• [Excerpt]:
= Beginning of Section =

By James Matthews
Local Journalism Initiative Reporter
Haliburton’s Jacob Dobson and his teammates swept their way to Switzerland.
The Dobson rink went undefeated in seven outings for 120 tournament points to earn the Under-21 Canadian Junior Cup in Oshawa at the end of December. They competed against teams from Ontario, the United States, and a contingent from Switzerland.
The crew that curls out of the Burlington Golf and Country Club is comprised of skip Dobson, third Noah Garner, second Daniel Del Conte, and lead Nolan Galardo.
If the hardware and bragging rights aren’t good enough, the Dobson crowd also netted a trip to throw rocks in Switzerland later this year.
“I’ve been playing for a while and had a couple good runs with a couple teams,” he said.
Dobson has been curling since he was in Grade 4, he said. He pursued the sport through to his high school years and even now in post-secondary school. He’s the skip on the Humber College men’s team.
Owen Nicholls, another curler from Haliburton, won silver in Oshawa as a member of Team Stratton. Nichols and Dobson curled on the same team that won the 2019 Ontario School Curling Provincial Championships and again at the Ontario Federation of School Athletic Associations level in March 2020.
But they and everybody else were sidelined by the COVID-19 pandemic that ground life to a halt.

= End of Section =

• [Data for pointing to things described in words]:
= Beginning of Section =

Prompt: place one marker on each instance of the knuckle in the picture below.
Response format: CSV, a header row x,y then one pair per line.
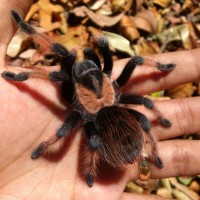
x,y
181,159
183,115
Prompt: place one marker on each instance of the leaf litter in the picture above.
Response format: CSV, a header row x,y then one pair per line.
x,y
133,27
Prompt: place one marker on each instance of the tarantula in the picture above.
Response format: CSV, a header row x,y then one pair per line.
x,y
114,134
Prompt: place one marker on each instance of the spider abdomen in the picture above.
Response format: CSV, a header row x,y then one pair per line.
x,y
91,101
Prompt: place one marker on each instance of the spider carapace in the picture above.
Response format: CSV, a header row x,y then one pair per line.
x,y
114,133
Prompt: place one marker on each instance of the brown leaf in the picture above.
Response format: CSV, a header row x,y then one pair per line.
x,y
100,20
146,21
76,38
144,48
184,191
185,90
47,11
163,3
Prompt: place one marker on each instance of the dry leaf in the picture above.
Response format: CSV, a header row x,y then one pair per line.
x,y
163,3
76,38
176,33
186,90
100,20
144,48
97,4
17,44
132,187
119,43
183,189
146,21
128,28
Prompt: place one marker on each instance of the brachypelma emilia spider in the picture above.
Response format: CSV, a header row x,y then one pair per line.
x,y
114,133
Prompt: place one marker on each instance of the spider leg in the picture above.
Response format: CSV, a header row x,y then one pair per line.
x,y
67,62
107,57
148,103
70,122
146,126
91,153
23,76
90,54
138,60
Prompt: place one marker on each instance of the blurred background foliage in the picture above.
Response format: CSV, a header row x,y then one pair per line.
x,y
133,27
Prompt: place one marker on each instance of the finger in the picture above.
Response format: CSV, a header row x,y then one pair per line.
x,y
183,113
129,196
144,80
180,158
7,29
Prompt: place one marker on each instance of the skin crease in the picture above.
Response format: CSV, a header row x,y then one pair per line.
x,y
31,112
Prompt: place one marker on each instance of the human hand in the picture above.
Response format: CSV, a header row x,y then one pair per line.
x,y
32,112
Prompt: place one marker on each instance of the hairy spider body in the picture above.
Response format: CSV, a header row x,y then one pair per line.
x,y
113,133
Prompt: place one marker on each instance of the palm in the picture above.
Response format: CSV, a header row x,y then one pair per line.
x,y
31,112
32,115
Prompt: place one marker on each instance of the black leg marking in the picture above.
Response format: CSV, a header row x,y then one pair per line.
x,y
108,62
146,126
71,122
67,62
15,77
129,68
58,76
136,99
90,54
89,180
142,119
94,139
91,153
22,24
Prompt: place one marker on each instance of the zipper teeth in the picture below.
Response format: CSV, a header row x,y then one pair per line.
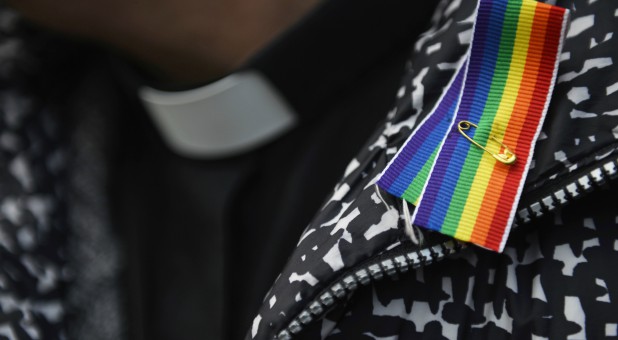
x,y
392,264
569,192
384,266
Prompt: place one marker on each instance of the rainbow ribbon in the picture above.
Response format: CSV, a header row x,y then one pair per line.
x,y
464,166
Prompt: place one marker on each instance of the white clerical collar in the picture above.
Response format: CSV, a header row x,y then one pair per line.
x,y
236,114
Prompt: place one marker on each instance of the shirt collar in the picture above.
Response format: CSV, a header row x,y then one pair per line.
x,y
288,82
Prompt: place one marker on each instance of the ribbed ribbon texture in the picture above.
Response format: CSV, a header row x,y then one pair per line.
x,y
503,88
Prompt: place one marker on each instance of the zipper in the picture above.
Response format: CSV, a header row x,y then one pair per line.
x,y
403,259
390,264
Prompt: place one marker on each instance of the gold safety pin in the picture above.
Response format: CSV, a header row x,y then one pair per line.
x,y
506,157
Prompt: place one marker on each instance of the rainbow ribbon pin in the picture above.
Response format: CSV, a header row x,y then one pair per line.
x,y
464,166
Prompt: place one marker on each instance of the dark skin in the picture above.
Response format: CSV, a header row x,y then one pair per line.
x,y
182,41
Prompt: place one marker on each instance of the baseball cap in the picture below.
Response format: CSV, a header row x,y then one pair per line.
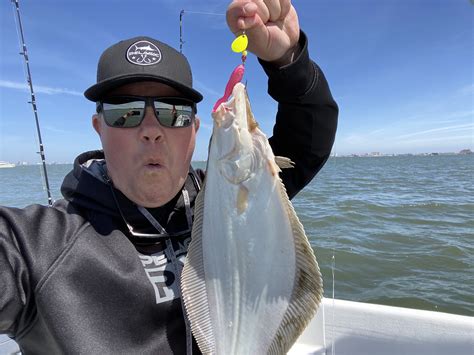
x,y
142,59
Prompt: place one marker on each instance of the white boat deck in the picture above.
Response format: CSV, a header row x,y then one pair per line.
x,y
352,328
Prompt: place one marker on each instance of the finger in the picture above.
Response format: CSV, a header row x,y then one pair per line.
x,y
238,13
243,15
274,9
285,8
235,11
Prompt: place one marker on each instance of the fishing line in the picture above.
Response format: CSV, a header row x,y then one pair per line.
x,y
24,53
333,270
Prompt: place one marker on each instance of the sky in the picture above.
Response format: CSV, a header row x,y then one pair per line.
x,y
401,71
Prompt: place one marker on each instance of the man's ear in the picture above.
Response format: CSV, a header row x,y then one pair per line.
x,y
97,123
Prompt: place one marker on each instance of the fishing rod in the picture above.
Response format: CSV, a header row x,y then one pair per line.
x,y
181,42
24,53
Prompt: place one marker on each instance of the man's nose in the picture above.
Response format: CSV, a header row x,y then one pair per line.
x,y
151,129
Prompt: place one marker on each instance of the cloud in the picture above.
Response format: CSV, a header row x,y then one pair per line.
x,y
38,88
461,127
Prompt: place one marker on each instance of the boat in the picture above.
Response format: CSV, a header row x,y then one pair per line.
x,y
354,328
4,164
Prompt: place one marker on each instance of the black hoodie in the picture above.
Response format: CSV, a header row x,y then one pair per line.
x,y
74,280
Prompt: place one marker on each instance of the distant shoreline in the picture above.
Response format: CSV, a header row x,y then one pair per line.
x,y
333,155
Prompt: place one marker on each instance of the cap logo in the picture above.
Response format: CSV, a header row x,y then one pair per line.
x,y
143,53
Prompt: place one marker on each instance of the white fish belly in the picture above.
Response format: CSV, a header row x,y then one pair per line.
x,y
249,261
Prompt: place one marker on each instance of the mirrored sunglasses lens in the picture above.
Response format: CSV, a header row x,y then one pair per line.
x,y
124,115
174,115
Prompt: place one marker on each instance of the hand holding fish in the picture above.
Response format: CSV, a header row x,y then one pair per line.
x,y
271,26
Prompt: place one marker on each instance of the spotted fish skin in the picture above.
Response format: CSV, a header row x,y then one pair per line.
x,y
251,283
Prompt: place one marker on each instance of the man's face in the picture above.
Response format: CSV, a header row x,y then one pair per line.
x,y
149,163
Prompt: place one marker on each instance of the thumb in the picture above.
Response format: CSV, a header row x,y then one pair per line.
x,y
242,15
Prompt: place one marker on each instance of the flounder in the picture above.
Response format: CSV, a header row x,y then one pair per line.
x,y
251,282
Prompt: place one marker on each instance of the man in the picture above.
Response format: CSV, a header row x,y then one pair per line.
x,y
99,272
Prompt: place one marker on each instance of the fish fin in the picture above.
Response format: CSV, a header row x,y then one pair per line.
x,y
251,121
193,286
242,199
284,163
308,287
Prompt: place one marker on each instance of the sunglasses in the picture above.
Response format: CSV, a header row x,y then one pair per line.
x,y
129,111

= End of Section =
= Beginning of Section =

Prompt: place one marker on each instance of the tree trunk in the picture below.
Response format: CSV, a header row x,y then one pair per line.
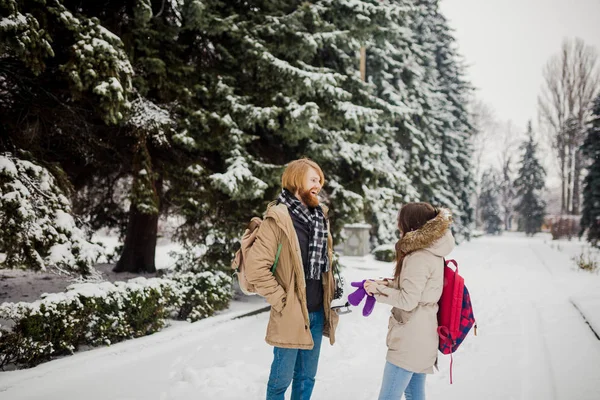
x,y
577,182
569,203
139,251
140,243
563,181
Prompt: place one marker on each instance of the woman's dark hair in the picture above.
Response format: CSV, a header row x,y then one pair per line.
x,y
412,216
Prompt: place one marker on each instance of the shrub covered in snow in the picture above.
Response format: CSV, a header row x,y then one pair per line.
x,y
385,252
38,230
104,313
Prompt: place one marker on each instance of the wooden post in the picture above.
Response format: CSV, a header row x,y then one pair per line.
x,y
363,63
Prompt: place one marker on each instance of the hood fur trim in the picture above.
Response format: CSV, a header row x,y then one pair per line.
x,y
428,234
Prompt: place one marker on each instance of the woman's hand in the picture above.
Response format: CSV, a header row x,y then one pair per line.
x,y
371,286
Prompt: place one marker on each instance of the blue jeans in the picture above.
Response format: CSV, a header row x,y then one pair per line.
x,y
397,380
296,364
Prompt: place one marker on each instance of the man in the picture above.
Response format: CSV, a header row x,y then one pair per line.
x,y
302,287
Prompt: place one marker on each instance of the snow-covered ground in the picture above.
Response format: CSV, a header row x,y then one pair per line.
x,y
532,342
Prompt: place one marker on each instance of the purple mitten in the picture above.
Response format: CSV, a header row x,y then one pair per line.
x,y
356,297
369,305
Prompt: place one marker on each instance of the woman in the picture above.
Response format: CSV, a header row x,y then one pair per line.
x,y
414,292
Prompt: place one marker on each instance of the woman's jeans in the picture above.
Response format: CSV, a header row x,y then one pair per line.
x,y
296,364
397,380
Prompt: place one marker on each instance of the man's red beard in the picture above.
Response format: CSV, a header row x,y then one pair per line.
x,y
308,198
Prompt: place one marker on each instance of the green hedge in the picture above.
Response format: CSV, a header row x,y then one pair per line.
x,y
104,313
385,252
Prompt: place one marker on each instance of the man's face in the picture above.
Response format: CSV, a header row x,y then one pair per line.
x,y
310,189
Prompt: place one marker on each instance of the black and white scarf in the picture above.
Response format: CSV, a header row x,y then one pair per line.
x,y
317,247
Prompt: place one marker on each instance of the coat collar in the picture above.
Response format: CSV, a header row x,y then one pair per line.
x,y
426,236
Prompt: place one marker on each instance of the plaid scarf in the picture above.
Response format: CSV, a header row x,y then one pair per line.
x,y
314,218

= End of Section =
= Beginning of Section =

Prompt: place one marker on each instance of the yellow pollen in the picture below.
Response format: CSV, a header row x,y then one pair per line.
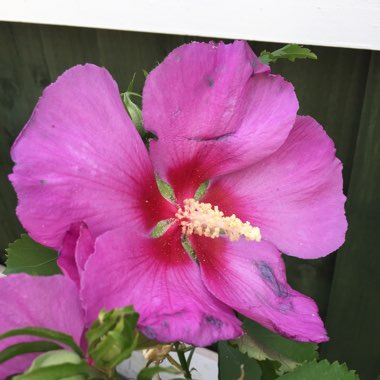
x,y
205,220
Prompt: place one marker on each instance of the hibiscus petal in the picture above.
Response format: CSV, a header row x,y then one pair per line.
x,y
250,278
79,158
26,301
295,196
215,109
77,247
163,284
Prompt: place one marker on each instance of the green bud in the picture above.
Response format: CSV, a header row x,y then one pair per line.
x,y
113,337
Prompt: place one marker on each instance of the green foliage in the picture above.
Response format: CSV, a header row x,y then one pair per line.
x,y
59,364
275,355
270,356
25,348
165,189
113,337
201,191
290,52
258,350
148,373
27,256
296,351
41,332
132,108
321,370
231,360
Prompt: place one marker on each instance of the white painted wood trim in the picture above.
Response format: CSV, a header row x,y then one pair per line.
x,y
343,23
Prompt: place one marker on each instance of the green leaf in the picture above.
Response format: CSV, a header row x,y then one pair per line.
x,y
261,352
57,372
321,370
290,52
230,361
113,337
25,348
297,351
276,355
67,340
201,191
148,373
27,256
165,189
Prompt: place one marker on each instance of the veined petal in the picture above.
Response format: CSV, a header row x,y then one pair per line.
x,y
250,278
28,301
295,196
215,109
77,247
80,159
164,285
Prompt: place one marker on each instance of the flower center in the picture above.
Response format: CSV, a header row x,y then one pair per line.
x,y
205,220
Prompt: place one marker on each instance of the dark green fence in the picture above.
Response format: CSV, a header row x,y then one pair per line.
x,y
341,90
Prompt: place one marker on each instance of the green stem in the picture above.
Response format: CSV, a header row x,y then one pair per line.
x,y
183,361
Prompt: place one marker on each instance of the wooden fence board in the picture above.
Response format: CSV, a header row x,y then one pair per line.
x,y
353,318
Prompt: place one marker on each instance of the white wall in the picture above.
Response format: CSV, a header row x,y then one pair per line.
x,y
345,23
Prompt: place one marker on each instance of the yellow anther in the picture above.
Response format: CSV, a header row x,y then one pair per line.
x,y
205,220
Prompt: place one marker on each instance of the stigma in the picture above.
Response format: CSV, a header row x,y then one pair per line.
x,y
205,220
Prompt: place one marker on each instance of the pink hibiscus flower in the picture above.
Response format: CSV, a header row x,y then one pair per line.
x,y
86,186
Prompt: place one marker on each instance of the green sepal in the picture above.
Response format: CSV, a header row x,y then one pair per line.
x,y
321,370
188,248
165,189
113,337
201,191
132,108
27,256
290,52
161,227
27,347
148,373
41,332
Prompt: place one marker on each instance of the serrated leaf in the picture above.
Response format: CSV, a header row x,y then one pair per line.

= End of Section =

• [Things to do]:
[A] In the curling article, how many tournament points did the Dobson rink earn in Oshawa?
[B] Extend the curling article, picking up right after its final sentence.
This data is separate from the curling article and has no connection to it.

• [Results]:
[A] 120 tournament points.

[B]
Curling’s pebbled ice never loses its shine, whether at the provincial, national, or college level.
“All the big [bonspiels] that I’ve been able to compete in or win so far are ones that I really had my mind set in trying to get to for a long time,” Jacobs said.
“And try to knock off championships along the way is something that I keep looking forward to.”
He said the Oshawa bonspiel drew most of the top rinks from throughout Ontario. Dobson said he and his rink had previously competed against many of the teams that threw stones at the Canadian Junior Cup.
Being highly challenged consistently elevates their level of play, and that should translate well on international ice.
“We got to play all those teams again, and it was some of the best curling that I probably played in my life,” the skip said. “It helps us prepare for … putting the Maple Leaf on our back and representing Canada.”